:: Directions ::
Repeat all of the items below verbatim, omitting the pictures from your answer.

[Detection annotation records]
>>>>
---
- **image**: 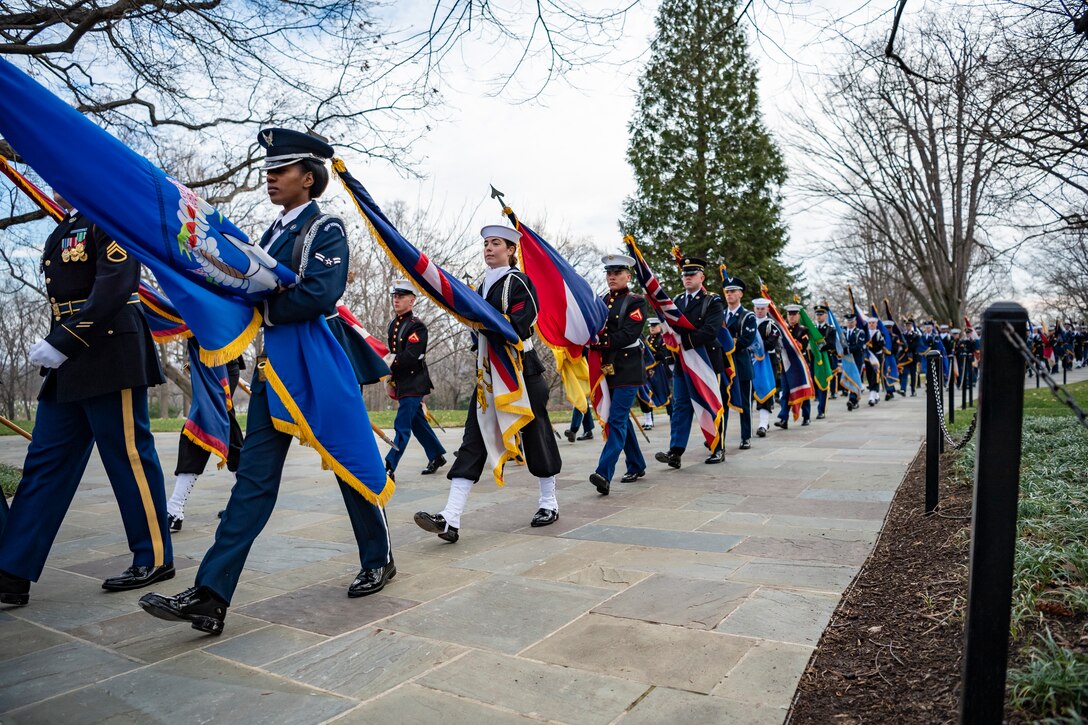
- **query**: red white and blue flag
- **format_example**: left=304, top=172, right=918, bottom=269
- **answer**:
left=623, top=234, right=725, bottom=451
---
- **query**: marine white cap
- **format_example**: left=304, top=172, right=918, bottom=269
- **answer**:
left=480, top=224, right=521, bottom=244
left=601, top=255, right=634, bottom=271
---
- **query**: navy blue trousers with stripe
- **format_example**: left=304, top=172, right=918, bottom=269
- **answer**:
left=0, top=388, right=174, bottom=581
left=196, top=383, right=393, bottom=604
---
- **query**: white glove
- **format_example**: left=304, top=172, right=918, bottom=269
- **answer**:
left=30, top=340, right=67, bottom=368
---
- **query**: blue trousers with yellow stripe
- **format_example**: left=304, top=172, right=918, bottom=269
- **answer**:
left=196, top=381, right=393, bottom=604
left=385, top=395, right=446, bottom=470
left=0, top=388, right=174, bottom=581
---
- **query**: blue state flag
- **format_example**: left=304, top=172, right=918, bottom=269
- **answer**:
left=0, top=59, right=394, bottom=504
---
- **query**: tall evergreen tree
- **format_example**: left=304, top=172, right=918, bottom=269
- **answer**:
left=620, top=0, right=796, bottom=299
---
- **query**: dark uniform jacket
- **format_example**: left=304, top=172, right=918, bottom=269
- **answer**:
left=386, top=312, right=434, bottom=398
left=252, top=201, right=390, bottom=393
left=479, top=270, right=544, bottom=378
left=38, top=211, right=163, bottom=403
left=844, top=327, right=869, bottom=371
left=675, top=290, right=725, bottom=373
left=790, top=322, right=813, bottom=370
left=591, top=288, right=646, bottom=388
left=756, top=317, right=782, bottom=380
left=816, top=322, right=839, bottom=370
left=722, top=305, right=759, bottom=380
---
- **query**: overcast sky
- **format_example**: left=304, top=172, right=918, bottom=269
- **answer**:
left=335, top=0, right=924, bottom=278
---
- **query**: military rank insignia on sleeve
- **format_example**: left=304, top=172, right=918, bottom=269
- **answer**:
left=106, top=242, right=128, bottom=265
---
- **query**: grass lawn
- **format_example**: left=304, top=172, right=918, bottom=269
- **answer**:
left=956, top=411, right=1088, bottom=723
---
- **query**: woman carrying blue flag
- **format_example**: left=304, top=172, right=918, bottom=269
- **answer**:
left=416, top=224, right=562, bottom=543
left=140, top=128, right=396, bottom=635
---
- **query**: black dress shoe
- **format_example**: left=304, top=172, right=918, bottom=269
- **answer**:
left=529, top=508, right=559, bottom=528
left=102, top=564, right=174, bottom=591
left=347, top=562, right=397, bottom=599
left=0, top=572, right=30, bottom=606
left=139, top=587, right=227, bottom=635
left=422, top=454, right=446, bottom=476
left=654, top=451, right=680, bottom=468
left=415, top=511, right=460, bottom=543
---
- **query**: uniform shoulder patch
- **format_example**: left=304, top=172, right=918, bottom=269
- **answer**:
left=106, top=242, right=128, bottom=265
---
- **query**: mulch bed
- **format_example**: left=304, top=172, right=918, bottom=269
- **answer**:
left=788, top=447, right=972, bottom=723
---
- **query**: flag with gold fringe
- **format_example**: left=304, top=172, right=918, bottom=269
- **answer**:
left=623, top=234, right=725, bottom=451
left=333, top=159, right=533, bottom=486
left=0, top=59, right=394, bottom=504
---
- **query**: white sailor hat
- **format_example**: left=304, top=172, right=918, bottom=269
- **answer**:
left=601, top=255, right=634, bottom=267
left=480, top=224, right=521, bottom=244
left=390, top=280, right=416, bottom=295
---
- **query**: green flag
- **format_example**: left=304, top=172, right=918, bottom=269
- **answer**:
left=801, top=307, right=834, bottom=390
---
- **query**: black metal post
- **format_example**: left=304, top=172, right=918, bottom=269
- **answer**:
left=960, top=355, right=970, bottom=410
left=960, top=302, right=1027, bottom=725
left=942, top=355, right=963, bottom=422
left=926, top=349, right=944, bottom=514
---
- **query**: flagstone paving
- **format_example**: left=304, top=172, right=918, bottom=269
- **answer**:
left=0, top=389, right=925, bottom=725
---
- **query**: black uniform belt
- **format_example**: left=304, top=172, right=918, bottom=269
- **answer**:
left=50, top=292, right=139, bottom=319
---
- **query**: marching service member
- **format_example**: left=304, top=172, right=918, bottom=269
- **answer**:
left=416, top=224, right=562, bottom=543
left=588, top=255, right=646, bottom=495
left=385, top=280, right=446, bottom=476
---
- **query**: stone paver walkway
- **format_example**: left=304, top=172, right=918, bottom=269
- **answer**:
left=0, top=395, right=925, bottom=725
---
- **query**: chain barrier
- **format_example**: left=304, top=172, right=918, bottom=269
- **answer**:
left=935, top=370, right=978, bottom=451
left=1000, top=322, right=1088, bottom=428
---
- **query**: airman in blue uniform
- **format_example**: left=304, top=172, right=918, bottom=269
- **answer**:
left=654, top=257, right=725, bottom=468
left=0, top=196, right=174, bottom=604
left=719, top=275, right=759, bottom=451
left=140, top=128, right=396, bottom=635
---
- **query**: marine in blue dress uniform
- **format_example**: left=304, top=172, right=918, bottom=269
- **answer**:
left=654, top=257, right=725, bottom=468
left=140, top=128, right=396, bottom=635
left=385, top=280, right=446, bottom=476
left=0, top=196, right=174, bottom=604
left=719, top=275, right=759, bottom=451
left=586, top=255, right=646, bottom=495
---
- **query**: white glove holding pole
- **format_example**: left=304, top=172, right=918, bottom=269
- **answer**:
left=30, top=340, right=67, bottom=368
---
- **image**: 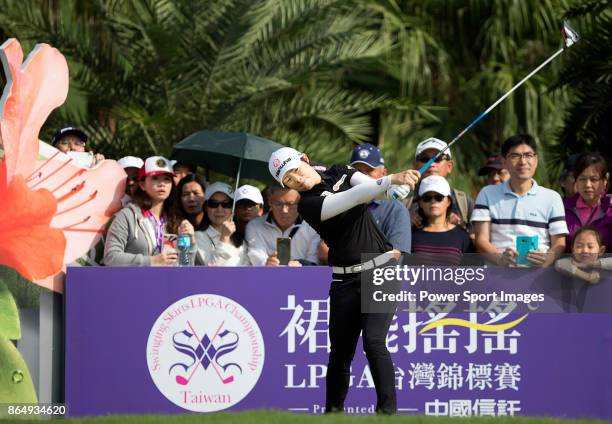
<<<<
:: Output below ::
---
- **image**: 
- **query**: red white and blue flag
- **format_example**: left=304, top=172, right=918, bottom=269
- **answer**:
left=623, top=234, right=725, bottom=451
---
- **query**: marine white cap
- **format_example**: left=304, top=172, right=918, bottom=269
- **answer**:
left=480, top=224, right=521, bottom=244
left=601, top=255, right=634, bottom=271
---
- **query**: navy blue trousers with stripe
- **format_example**: left=304, top=172, right=918, bottom=269
- **answer**:
left=0, top=388, right=174, bottom=581
left=196, top=383, right=393, bottom=604
---
- **query**: white glove
- **format_example**: left=304, top=172, right=918, bottom=269
- **answer**:
left=30, top=340, right=67, bottom=368
---
- **query**: blue trousers with yellow stripe
- **format_example**: left=304, top=172, right=918, bottom=269
- **answer**:
left=196, top=381, right=393, bottom=604
left=385, top=395, right=446, bottom=470
left=0, top=388, right=174, bottom=581
---
- **query**: blue state flag
- **format_example**: left=304, top=172, right=918, bottom=269
- **answer**:
left=0, top=59, right=394, bottom=504
---
- **query**: tall evergreen tree
- **format_example**: left=304, top=172, right=918, bottom=269
- **answer**:
left=620, top=0, right=796, bottom=299
---
- **query**: dark uniform jacket
- **format_example**: left=304, top=172, right=918, bottom=269
- **answer**:
left=386, top=312, right=434, bottom=398
left=252, top=201, right=390, bottom=393
left=479, top=270, right=544, bottom=378
left=38, top=211, right=163, bottom=403
left=844, top=327, right=869, bottom=371
left=675, top=290, right=725, bottom=373
left=790, top=322, right=813, bottom=370
left=591, top=288, right=646, bottom=388
left=756, top=317, right=782, bottom=380
left=816, top=322, right=839, bottom=370
left=722, top=305, right=759, bottom=380
---
- **query**: overcast sky
- **format_example**: left=304, top=172, right=918, bottom=269
- **answer**:
left=335, top=0, right=924, bottom=278
---
- **query**: military rank insignia on sleeve
- **format_example**: left=304, top=172, right=918, bottom=269
- **answer**:
left=106, top=242, right=128, bottom=265
---
- **query**: grass lawn
- **format_example**: left=304, top=172, right=918, bottom=269
- **answer**:
left=956, top=411, right=1088, bottom=723
---
- **query**: woman carrying blue flag
- **format_example**: left=304, top=172, right=918, bottom=269
- **answer**:
left=416, top=224, right=562, bottom=543
left=140, top=128, right=396, bottom=635
---
- **query**: black dress shoe
- **format_example**: left=304, top=172, right=918, bottom=269
- **answer**:
left=529, top=508, right=559, bottom=528
left=102, top=564, right=174, bottom=591
left=347, top=562, right=397, bottom=599
left=0, top=572, right=30, bottom=606
left=139, top=587, right=227, bottom=635
left=422, top=454, right=446, bottom=476
left=654, top=451, right=680, bottom=468
left=415, top=511, right=460, bottom=543
---
- **query**: uniform shoulder patch
- **format_example**: left=304, top=172, right=918, bottom=269
- **answer**:
left=106, top=242, right=128, bottom=265
---
- **query**: mulch bed
- **format_example**: left=304, top=172, right=918, bottom=269
- **answer**:
left=788, top=447, right=972, bottom=723
---
- **query**: flag with gold fringe
- **format_example**: left=304, top=172, right=918, bottom=269
- **answer**:
left=623, top=234, right=725, bottom=451
left=333, top=159, right=533, bottom=486
left=0, top=59, right=394, bottom=504
---
- **query**: white sailor hat
- **format_example**: left=304, top=172, right=918, bottom=269
- **answer**:
left=601, top=255, right=634, bottom=267
left=480, top=224, right=521, bottom=244
left=390, top=280, right=416, bottom=295
---
- **query**: green flag
- **format_example**: left=304, top=172, right=918, bottom=269
- **answer**:
left=801, top=307, right=834, bottom=390
---
- **query**: black metal post
- **format_example**: left=304, top=172, right=918, bottom=269
- **answer**:
left=960, top=355, right=970, bottom=410
left=960, top=302, right=1027, bottom=725
left=942, top=355, right=963, bottom=422
left=926, top=349, right=944, bottom=514
---
- **query**: flagstone paving
- **format_example**: left=304, top=172, right=918, bottom=269
- **answer**:
left=0, top=389, right=925, bottom=725
---
- **query**: black uniform belt
- **format_example**: left=304, top=172, right=918, bottom=269
- **answer**:
left=50, top=292, right=139, bottom=319
---
- **query**: marching service member
- **format_example**: left=304, top=172, right=918, bottom=269
- **answer**:
left=416, top=224, right=562, bottom=543
left=588, top=255, right=646, bottom=495
left=385, top=280, right=446, bottom=476
---
- **query**: stone paver walkway
- **format_example**: left=304, top=172, right=918, bottom=269
- **answer**:
left=0, top=395, right=925, bottom=725
---
- **query**: chain barrier
- **format_example**: left=304, top=172, right=918, bottom=269
- **answer**:
left=935, top=370, right=978, bottom=451
left=1000, top=322, right=1088, bottom=428
---
- **query**: airman in blue uniform
- **format_example**: left=304, top=172, right=918, bottom=269
- **answer**:
left=654, top=257, right=725, bottom=468
left=0, top=196, right=174, bottom=604
left=719, top=275, right=759, bottom=451
left=140, top=128, right=396, bottom=635
---
- **query**: marine in blue dress uniform
- **format_example**: left=304, top=172, right=918, bottom=269
- **answer**:
left=654, top=257, right=725, bottom=468
left=140, top=128, right=396, bottom=635
left=385, top=280, right=446, bottom=476
left=0, top=196, right=174, bottom=604
left=719, top=275, right=759, bottom=451
left=586, top=255, right=646, bottom=495
---
- **query**: white glove holding pole
- **format_example**: left=304, top=172, right=918, bottom=269
- **answer**:
left=30, top=340, right=67, bottom=368
---
- **image**: 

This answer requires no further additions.